EXERCISE REQUIREMENTS:
(1) From the article on the LSU-Shreveport report, transcribe the passage that begins with the words containing "The new LSU System work group of" and ends with "other research units.".
(2) Answer these questions about the article on the LSU-Shreveport report:
(a) Which two institutions did John Lombardi suggest would make better merger partners for Louisiana Tech?
(b) When is a full implementation plan for improvements expected?
(c) What argument has the Board of Regents given for its hesitance to approve such expansions?

Report urges stronger LSU-Shreveport

Associated Press Newswires

November 9, 2011

 BATON ROUGE, La. (AP) – A new LSU System report supports developing a stronger LSU at Shreveport rather than merging the college with Louisiana Tech University or any other institution.

The Advocate reports (http://bit.ly/rtbtlC ) the preliminary report of the new LSU System Work Group on Organization and Collaboration coincides with a study funded by business leaders in the Shreveport area that is looking into a potential merger of LSU-S and Louisiana Tech in Ruston, which is part of the University of Louisiana System.

LSU System President John Lombardi complained last month that the Shreveport-based study was being conducted without involving the LSU System.

He suggested that Louisiana Tech was better off merging with Grambling State University and the University of Louisiana at Monroe than with LSU-Shreveport.

The new LSU System work group of LSU Board of Supervisors members and LSU System staffers was formed more than two weeks ago and is meeting privately.

The initial report focuses on the Shreveport-Bossier region, but the work group also will look at overall restructuring and efficiencies within the LSU System that oversees the LSU campuses, hospitals and other research units.

The report essentially concludes any LSU-S mergers are not worth the effort.

“Most observers conclude that the marginal benefits of these restructuring proposals would not justify the expense, and the state could employ the required investment much more productively in expanding programs rather than producing structural or governance changes,” the report states.

A full implementation plan for improvements is expected in early 2012, according to the report.

But one of the major recommended changes is for other public and private universities to offer new academic programs to geographically bound students at LSU in Shreveport.

“Any university, public or private, participating in this joint effort on the LSU in Shreveport campus will have full responsibility for the academic content of their programs,” the report states. “Students will register on the sponsoring campus … pay tuition and fees as established by the sponsoring campus and, if completing a degree, will receive the degree from the sponsoring campus.”

The report also suggests bolstering ties even more with the regional community colleges and other universities for eased transfer processes from associate degrees to bachelor’s degrees to graduate awards.

But, in order for these and other gains to be made, the Louisiana Board of Regents that oversees higher education in Louisiana must “support new bachelor and advanced degree programs as well as an enhanced role, scope and mission for LSU-S,” according to the report.

In recent years, the Board of Regents has been hesitant to approve such expansions under the argument that regional universities have tried to grow through so-called mission creep.

SOURCE DATA:
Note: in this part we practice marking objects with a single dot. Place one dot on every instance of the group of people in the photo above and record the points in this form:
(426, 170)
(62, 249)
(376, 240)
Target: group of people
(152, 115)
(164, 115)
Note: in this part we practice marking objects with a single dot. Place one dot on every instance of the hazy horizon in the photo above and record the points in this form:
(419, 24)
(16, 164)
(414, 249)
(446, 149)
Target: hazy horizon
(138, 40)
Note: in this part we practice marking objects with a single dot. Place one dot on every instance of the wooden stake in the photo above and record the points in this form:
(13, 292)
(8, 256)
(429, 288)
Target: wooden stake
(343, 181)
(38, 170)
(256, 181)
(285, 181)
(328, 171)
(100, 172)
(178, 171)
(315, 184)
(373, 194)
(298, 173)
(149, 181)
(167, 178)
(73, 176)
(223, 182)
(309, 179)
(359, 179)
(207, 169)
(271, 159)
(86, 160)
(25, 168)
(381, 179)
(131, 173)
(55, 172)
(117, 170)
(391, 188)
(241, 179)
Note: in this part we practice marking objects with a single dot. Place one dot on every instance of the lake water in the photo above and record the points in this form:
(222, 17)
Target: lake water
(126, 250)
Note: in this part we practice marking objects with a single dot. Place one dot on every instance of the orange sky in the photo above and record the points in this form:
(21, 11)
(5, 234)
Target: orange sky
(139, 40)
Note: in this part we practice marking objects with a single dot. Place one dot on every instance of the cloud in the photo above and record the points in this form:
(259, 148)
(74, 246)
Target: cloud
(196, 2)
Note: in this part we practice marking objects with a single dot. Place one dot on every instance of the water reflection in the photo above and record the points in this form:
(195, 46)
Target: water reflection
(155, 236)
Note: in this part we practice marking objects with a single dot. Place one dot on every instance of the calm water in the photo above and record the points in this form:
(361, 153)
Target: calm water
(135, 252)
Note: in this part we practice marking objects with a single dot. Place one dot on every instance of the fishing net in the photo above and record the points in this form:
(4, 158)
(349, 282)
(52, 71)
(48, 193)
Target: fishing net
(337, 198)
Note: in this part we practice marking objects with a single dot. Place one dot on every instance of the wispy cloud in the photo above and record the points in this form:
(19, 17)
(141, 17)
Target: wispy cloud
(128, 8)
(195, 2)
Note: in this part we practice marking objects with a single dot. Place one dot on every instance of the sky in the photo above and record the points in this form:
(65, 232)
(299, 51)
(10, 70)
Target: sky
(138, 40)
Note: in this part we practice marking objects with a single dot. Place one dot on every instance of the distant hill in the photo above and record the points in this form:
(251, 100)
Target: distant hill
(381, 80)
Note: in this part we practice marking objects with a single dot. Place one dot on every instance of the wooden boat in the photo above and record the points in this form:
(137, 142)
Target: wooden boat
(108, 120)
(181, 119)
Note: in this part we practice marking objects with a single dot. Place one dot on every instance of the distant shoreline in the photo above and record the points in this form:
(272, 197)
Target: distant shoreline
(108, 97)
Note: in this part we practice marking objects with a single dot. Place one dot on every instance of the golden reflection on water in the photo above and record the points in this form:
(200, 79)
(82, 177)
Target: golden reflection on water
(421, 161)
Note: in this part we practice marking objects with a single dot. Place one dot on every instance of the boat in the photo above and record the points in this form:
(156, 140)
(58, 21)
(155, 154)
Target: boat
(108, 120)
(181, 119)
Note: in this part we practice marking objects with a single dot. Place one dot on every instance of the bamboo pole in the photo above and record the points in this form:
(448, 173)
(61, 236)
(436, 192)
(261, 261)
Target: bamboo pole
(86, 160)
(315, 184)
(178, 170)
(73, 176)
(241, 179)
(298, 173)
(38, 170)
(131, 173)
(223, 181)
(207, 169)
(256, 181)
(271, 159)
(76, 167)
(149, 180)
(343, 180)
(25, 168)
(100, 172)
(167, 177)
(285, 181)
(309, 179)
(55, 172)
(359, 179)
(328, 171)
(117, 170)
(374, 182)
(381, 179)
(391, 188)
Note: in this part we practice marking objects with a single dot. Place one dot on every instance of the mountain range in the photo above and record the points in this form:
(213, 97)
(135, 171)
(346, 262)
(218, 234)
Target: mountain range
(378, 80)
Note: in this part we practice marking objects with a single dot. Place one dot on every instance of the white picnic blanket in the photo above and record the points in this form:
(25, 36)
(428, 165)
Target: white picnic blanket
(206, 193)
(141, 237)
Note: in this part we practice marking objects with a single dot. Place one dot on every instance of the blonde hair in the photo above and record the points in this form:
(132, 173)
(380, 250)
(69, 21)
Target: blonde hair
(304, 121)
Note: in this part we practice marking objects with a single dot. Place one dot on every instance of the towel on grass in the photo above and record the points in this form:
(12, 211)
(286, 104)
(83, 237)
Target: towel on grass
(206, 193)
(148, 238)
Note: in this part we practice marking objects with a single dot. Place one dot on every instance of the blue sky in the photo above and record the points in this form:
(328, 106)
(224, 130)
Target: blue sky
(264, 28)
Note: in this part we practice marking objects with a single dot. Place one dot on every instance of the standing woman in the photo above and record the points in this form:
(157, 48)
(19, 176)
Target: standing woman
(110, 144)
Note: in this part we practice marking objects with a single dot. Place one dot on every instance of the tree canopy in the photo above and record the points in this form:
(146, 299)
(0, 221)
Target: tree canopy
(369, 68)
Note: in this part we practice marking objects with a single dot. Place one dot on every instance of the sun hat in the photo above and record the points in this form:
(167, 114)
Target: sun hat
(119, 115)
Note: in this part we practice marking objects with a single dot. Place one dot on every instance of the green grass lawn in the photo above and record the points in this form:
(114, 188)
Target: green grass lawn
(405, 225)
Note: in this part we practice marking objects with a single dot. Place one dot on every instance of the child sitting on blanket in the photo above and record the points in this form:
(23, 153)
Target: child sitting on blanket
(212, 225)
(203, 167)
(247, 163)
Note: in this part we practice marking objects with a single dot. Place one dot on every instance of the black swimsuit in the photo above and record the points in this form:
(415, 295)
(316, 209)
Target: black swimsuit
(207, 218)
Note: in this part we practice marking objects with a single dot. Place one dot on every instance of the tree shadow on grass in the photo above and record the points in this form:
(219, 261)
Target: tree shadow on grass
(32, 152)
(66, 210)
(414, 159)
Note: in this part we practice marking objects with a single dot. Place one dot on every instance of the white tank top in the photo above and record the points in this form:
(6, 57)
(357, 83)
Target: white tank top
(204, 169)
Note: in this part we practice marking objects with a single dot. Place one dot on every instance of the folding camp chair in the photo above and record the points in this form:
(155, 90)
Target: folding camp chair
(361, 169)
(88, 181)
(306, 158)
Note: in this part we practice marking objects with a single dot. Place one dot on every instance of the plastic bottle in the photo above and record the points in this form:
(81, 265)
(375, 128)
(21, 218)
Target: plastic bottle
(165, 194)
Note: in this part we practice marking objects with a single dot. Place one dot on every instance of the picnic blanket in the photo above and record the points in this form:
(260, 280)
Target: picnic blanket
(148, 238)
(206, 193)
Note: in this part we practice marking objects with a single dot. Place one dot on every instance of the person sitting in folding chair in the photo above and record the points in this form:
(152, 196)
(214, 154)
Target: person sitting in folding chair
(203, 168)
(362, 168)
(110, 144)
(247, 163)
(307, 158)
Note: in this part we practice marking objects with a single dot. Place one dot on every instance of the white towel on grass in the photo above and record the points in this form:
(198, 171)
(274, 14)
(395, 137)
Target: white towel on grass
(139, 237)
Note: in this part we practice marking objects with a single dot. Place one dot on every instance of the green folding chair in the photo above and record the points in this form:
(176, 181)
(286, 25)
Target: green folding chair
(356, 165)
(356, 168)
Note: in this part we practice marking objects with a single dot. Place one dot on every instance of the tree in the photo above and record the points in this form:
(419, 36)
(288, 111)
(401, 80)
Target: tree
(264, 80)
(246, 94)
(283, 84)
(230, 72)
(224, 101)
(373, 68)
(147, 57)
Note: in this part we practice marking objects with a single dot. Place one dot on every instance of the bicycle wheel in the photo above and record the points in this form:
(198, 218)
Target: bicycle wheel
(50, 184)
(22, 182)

RESULTS OF THE EXERCISE:
(1)
The new LSU System work group of LSU Board of Supervisors members and LSU System staffers was formed more than two weeks ago and is meeting privately.

The initial report focuses on the Shreveport-Bossier region, but the work group also will look at overall restructuring and efficiencies within the LSU System that oversees the LSU campuses, hospitals and other research units.

(2)
(a) Grambling State University and the University of Louisiana at Monroe.
(b) In early 2012.
(c) That regional universities have tried to grow through so-called mission creep.